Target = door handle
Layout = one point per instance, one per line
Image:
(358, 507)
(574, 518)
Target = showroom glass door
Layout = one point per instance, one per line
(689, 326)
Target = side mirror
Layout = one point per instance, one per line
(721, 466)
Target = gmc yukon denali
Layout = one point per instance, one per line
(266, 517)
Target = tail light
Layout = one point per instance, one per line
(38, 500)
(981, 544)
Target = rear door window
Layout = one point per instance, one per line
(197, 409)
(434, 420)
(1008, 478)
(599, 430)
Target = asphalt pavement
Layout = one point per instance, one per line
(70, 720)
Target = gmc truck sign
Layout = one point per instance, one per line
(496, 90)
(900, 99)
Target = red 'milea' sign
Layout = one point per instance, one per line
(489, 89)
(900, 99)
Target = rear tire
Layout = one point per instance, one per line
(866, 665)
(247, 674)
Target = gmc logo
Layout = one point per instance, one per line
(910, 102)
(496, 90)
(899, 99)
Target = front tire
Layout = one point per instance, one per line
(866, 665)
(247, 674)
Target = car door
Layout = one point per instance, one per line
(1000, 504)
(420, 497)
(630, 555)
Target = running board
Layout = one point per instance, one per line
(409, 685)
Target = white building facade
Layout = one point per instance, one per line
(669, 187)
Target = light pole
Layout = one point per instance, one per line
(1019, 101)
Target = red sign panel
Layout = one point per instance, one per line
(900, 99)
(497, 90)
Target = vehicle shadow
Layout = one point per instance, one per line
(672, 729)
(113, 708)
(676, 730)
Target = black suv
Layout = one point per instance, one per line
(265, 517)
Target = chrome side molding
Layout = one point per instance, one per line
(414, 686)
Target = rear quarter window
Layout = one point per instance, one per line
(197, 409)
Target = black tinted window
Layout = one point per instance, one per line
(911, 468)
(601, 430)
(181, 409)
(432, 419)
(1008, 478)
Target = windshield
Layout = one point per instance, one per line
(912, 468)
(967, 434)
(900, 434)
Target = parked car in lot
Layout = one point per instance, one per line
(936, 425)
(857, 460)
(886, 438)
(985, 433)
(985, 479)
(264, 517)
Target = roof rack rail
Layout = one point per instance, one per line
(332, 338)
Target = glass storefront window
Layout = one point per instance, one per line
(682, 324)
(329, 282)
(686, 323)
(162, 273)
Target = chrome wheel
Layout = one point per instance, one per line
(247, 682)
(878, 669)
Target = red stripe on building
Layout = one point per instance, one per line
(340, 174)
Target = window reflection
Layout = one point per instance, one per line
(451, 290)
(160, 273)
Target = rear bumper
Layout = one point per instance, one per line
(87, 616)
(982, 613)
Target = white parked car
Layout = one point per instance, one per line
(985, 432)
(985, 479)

************

**Exercise instructions:**
Quote the lines of the listing above that run from the line with "Target = red sign panel" through its last line, both included, and nothing else.

**Solution to this problem:**
Target = red sign panel
Layout = one point per instance, one per line
(900, 99)
(497, 90)
Target = vehicle shadow
Layout = one point per instance, one per line
(672, 729)
(113, 708)
(676, 730)
Target = black suv
Layout = one point per instance, one per line
(265, 517)
Target = chrome side molding
Layout = one point per instance, one per line
(414, 686)
Target = rear quarter window
Layout = one point per instance, one per line
(197, 409)
Target = black tinted window
Layout = one point per instance, one per line
(911, 468)
(601, 430)
(181, 409)
(432, 419)
(1008, 478)
Target = windshield
Layout = one point per instance, one per line
(912, 468)
(967, 434)
(900, 434)
Target = parked car in lot
Layout = one point per instance, one per line
(936, 425)
(857, 460)
(886, 438)
(985, 433)
(985, 479)
(264, 517)
Target = roof rack rail
Layout = one point per instance, one per line
(332, 338)
Target = glass storefront window
Layout = one point per instance, one per line
(682, 324)
(329, 282)
(686, 323)
(162, 273)
Target = chrome wheel
Layout = one point per instance, one per line
(247, 682)
(878, 669)
Target = red stripe on building
Layout = one point per instance, one per line
(340, 174)
Target = window reflection
Layout = one point per instance, one per line
(451, 290)
(160, 273)
Target = rear bumper
Layout = one point per instance, one per line
(87, 616)
(982, 613)
Target = white parked car
Layout = one point per instance, one per line
(985, 432)
(985, 479)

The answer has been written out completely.